* TASK REQUIREMENTS: Reproduce verbatim the part below that opens with the line containing "the dog's shadow" and closes with the line containing "170L112 188L126 212L152", including both of those lines.
***** EXCERPTED DATA *****
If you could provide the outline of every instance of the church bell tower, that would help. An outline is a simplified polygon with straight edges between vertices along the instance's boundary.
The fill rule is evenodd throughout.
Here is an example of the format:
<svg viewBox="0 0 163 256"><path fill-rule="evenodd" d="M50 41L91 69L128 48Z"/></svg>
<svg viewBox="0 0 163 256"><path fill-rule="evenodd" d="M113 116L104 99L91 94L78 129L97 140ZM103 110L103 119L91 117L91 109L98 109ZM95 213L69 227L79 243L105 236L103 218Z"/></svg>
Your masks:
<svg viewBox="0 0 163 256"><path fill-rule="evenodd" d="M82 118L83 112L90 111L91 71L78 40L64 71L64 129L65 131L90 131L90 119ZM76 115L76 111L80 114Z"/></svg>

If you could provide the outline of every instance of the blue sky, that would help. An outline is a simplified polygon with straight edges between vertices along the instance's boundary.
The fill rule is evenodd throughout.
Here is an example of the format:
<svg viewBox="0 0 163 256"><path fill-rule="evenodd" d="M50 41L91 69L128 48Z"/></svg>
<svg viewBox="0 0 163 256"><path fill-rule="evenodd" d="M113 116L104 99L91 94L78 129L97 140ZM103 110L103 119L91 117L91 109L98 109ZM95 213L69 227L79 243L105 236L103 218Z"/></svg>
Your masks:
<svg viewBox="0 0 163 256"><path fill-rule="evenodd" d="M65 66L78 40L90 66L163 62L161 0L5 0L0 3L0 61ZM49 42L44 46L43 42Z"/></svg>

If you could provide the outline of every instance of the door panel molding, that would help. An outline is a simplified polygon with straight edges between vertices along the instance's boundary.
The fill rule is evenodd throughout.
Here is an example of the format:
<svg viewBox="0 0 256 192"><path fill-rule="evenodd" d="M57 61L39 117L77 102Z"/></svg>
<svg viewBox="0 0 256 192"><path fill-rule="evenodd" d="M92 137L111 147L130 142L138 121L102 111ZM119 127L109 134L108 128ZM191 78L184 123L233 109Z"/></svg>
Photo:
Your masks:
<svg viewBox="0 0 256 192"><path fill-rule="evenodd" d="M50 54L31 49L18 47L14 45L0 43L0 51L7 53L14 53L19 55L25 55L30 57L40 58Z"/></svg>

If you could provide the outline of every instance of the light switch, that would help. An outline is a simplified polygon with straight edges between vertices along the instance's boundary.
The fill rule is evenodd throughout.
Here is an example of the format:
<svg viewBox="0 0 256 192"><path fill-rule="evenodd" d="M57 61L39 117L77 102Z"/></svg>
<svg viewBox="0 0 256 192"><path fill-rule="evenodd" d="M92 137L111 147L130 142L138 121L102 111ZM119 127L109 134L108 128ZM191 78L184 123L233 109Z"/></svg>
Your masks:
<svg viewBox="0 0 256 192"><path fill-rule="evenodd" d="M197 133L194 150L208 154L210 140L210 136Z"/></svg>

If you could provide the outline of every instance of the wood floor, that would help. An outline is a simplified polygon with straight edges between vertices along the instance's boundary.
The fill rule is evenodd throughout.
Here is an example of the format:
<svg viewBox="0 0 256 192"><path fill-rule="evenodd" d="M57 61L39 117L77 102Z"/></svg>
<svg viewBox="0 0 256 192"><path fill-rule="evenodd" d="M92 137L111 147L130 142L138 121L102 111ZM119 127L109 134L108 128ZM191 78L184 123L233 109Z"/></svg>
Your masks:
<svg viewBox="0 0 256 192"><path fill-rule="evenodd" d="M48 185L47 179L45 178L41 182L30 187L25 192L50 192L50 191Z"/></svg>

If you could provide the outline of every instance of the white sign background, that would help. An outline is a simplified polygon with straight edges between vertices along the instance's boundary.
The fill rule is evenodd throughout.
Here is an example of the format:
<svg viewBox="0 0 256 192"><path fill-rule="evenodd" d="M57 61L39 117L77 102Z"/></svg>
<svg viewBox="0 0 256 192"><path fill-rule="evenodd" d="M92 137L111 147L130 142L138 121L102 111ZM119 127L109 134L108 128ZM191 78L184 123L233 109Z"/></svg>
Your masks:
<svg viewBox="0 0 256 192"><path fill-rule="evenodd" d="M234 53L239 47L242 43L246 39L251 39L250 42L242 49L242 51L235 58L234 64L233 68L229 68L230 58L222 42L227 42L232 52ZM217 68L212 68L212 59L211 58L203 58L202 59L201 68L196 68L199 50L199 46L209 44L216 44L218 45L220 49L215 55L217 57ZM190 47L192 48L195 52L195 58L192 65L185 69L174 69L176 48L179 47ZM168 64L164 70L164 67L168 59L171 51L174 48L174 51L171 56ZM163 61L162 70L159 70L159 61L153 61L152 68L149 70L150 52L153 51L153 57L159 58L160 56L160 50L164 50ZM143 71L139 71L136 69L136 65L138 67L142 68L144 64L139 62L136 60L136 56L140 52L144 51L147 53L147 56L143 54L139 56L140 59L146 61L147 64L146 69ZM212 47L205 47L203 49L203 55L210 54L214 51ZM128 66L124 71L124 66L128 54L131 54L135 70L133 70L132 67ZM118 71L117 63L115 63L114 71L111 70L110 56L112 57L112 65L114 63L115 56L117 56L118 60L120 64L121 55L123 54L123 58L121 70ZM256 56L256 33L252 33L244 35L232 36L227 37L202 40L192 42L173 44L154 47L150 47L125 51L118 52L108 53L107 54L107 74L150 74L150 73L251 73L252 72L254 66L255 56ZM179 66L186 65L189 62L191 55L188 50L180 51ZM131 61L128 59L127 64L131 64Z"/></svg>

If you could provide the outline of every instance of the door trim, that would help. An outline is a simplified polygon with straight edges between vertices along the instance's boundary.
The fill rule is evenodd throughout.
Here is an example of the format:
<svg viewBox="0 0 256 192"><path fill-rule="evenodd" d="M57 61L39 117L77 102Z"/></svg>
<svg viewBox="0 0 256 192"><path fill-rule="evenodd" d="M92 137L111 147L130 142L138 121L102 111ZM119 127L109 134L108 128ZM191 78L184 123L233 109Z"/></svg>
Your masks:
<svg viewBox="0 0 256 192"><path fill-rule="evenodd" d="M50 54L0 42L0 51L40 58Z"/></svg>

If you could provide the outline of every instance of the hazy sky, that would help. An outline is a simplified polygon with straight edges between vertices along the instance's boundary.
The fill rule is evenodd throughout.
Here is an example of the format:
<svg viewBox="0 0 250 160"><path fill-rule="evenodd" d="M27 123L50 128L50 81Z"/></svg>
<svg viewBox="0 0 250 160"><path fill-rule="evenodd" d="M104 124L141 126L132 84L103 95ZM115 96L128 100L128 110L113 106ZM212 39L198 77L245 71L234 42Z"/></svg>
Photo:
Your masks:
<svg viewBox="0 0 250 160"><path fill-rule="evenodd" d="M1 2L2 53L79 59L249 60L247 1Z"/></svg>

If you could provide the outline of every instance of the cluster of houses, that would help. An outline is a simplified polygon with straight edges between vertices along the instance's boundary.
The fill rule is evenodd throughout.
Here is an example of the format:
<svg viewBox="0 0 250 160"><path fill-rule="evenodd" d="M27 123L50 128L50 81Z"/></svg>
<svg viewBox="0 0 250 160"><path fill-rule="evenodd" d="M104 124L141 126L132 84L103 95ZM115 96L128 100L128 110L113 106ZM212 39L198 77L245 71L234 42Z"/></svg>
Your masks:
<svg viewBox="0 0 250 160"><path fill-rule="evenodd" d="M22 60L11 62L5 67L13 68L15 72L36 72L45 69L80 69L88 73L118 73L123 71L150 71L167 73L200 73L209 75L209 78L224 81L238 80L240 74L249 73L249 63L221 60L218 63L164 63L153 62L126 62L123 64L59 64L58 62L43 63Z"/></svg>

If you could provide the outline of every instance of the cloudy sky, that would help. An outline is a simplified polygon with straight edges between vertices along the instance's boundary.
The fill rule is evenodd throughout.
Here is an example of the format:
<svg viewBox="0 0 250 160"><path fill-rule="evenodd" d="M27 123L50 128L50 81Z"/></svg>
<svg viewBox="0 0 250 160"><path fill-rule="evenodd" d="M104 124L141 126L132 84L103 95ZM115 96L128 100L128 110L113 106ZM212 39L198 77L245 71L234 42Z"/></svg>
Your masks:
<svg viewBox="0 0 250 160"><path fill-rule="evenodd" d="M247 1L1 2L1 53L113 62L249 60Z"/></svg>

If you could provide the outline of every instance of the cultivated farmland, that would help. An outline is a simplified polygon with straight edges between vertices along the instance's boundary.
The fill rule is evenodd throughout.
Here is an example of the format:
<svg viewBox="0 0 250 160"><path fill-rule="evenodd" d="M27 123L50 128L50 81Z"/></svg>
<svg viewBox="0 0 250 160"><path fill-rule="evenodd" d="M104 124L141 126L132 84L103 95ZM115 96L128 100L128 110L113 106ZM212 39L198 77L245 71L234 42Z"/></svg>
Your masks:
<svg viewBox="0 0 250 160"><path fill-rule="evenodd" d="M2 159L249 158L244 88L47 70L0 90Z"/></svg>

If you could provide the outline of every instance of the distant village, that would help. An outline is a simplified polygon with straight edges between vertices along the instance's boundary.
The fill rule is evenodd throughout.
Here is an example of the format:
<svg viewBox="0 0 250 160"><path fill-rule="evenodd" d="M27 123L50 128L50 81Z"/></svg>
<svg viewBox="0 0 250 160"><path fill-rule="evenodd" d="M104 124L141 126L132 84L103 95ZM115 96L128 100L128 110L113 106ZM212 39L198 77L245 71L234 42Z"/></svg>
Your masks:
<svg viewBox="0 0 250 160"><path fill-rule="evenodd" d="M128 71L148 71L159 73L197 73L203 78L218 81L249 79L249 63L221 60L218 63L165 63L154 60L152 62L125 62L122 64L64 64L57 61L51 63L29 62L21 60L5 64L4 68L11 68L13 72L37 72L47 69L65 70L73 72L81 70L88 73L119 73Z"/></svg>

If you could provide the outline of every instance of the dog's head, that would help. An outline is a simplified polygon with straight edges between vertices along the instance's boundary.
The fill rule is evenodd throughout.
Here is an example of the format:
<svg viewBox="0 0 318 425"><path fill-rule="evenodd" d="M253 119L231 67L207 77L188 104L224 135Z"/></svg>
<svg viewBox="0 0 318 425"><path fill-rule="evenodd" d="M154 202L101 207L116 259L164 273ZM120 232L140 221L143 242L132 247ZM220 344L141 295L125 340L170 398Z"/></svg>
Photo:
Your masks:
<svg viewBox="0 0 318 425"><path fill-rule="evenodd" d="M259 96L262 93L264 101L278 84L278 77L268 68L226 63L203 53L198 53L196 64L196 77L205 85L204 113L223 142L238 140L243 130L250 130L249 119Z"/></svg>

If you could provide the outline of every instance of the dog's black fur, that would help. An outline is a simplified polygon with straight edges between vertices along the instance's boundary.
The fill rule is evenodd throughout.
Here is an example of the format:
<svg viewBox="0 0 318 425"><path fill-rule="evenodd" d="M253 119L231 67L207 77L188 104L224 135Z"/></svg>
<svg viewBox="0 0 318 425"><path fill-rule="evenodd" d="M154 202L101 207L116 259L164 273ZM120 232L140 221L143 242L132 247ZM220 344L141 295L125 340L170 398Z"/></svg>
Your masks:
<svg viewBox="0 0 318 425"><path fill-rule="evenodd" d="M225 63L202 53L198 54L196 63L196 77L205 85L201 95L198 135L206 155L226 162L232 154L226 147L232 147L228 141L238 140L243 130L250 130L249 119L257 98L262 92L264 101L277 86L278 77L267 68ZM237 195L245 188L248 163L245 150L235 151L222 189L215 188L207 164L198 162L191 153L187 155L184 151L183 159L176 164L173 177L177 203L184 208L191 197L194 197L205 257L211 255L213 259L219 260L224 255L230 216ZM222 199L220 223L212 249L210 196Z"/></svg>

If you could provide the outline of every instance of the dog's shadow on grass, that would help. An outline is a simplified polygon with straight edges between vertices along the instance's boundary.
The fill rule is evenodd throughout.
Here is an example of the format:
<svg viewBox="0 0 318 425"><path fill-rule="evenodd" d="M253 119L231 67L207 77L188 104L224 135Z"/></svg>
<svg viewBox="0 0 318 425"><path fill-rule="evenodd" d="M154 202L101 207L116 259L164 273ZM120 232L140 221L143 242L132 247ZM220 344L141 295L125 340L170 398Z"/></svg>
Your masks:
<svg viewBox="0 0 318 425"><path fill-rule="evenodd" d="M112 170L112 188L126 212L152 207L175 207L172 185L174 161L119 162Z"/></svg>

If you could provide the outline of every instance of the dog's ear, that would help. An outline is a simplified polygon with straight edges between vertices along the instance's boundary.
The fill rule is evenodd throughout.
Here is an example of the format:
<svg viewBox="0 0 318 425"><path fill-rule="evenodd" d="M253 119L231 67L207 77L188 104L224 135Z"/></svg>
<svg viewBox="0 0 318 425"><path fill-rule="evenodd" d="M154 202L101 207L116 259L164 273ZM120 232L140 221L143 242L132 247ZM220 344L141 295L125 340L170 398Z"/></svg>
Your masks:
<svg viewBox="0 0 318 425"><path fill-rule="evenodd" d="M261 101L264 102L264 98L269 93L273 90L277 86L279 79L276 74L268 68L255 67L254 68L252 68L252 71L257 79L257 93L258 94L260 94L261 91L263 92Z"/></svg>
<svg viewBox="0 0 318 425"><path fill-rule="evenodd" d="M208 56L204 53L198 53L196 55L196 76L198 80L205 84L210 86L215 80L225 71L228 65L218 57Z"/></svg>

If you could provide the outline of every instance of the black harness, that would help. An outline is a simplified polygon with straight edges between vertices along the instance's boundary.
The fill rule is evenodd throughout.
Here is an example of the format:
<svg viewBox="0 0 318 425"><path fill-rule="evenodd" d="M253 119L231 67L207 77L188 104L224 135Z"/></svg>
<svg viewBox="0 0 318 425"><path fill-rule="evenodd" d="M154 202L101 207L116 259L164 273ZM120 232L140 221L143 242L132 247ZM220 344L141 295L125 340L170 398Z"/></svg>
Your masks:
*****
* TASK OUTPUT:
If you could provide the outline of every instance of the dog's shadow on grass, that would help. An outline is a simplified polygon with straight edges between vertices along the instance's boundary.
The fill rule is evenodd throughout.
Here is an example of the format:
<svg viewBox="0 0 318 425"><path fill-rule="evenodd" d="M253 119L231 67L207 77L188 104L224 135Z"/></svg>
<svg viewBox="0 0 318 425"><path fill-rule="evenodd" d="M154 202L101 207L116 259L164 273ZM120 232L140 221L143 242L132 247ZM220 344L141 295L125 340L170 398Z"/></svg>
Your masks:
<svg viewBox="0 0 318 425"><path fill-rule="evenodd" d="M112 170L112 188L126 212L152 207L175 207L172 185L174 161L119 162Z"/></svg>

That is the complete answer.